* _What is asked_:
1 > In the harmonic oscillator thread, which theorem does the homework hint say to use?
2 > Extend the thread on expectation values for the linear harmonic oscillator by writing the next reply after its final post.

Expectation values linear harmonic oscillator

[frerk]

hello :-)
here is my problem...:

1. Homework Statement

For a linear harmonic oscillator, \hat{H} = \frac{\hat{p}^2}{2m} + \frac{1}{2} m \omega^2x^2
a) show that the expectation values for position,\bar{x}, and momentum \bar{p} oscillate around zero with angular frequency \omega. Hint: Use Ehrenfest Theorem

Homework Equations

Ehrenfest Theorem: \frac {d}{dt} \bar{A}= \frac{1}{i\hbar} \bar{[A,H]} = \frac{1}{i\hbar} \langle [A,H] \rangle

The Attempt at a Solution

[/B]
So I have to make some calculations with the result \bar{x} = \bar{p} = 0.
And I want and have to use the Ehrenfest Theorem.
With the Ehrenfest Theorem I calculated the temporal derivative of the expectation value of the position \frac {d}{dt} \bar{x} <br />
and the result is zero. But that is just the derivative of the result, which I actually want to know! So.. maybe someone give me another hint? :-)
Thank you

 

[DrClaude]

With the Ehrenfest Theorem I calculated the temporal derivative of the expectation value of the position \frac {d}{dt} \bar{x}<br />
and the result is zero.

So $\hat{x}$ commutes with $\hat{H}$?

 

[BvU]

Hi,

So I have to make some calculations with the result

$\bar x=\bar p=0$.​

No, you certainly don't.
For what states, exactly, are you doing this ?

 

[frerk]

So $\hat{x}$ commutes with $\hat{H}$?

oh. no. \frac{d}{dt} \bar{x} = \frac{1}{m} \bar{p} = \frac{\hbar}{im} \frac{\bar{d}}{dx}

So I write it explicit:

\frac{d}{dt} \int_a^b \psi^*(x,t) x \psi(x,t) dx = \frac{\hbar}{im} \int_a^b dx \psi^*(x,t) \frac{d}{dx} \psi(x,t)

And now, go on calculating this way? Is that the right way? Doesn`t feel like that...

Hi,
No, you certainly don't.
For what states, exactly, are you doing this ?

I thought the "problem statement" says that? that it oscillates around zero... so zero has to be the expectation value.
For which states? Do you want to know more about the "problem statement"? I have no more information. If you want to know what I think, then I would say... I shall do it for every state...?

* _Data items_:
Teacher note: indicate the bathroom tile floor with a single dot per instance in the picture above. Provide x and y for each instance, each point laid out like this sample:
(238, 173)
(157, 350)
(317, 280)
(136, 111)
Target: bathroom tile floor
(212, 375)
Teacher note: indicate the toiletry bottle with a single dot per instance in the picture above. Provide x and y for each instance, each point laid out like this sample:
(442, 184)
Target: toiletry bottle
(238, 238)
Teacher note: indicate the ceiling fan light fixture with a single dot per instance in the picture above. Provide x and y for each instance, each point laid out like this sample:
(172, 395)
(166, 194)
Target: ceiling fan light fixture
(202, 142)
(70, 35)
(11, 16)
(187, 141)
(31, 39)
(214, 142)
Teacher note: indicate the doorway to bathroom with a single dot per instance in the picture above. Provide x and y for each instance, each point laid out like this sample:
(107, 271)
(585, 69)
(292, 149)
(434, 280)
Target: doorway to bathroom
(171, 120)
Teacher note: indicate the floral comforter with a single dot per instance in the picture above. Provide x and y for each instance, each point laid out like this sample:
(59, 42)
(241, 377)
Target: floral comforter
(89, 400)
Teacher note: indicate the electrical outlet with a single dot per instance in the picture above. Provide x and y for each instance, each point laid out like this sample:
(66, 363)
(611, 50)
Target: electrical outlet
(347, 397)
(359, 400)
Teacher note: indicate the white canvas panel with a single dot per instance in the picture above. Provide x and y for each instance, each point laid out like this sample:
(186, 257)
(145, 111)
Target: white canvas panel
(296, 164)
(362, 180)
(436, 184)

* _Written answers_:
1 > The Ehrenfest theorem.

2 >
[BvU]

Check out ${d\over dt} \bar p$ too ... recognize anything ? Writing out in full is hard work, better think twice.
Remember how an arbitrary state develops ?

I ask 'for which states' because the steady states aren't oscillating in an interesting way...

 

[frerk]

Check out ${d\over dt} \bar p$ too ... recognize anything ? Writing out in full is hard work, better think twice.
Remember how an arbitrary state develops ?

I ask 'for which states' because the steady states aren't oscillating in an interesting way...

I already checked it:
\frac{d}{dt} \bar{p} = -\langle \frac{dU}{dx} \rangle\quad\quad\quad U = \frac{1}{2}m\omega^2x^2
I recognize nothing. you mean, when I compare it with: \frac{d}{dt} \bar{x} = \frac{1}{m} \bar{p} = \frac{\hbar}{im} \frac{\bar{d}}{dx} ?

I don`t know what you want to say me with your questions...
so they are depending on time.. that means "not steady"

 

[BvU]

So you have $$
\frac{d}{dt} \bar{x} ={1\over m} \bar{p} \quad {\text {and }} \quad \frac{d}{dt} \bar{p} = - m\omega^2 \bar{x} $$ the equations for a classical harmonic oscillator.

Steady states have $\bar x = 0 \$ (check this !), but a state with $\bar x \ne 0$ will exhibit the desired time dependence.
The exercise doesn't ask for specific states, but: can you think of such a state ?

 

[frerk]

Sorry for not answering,
I had to make a break with that...

Steady states have $\bar x = 0 \$ (check this !)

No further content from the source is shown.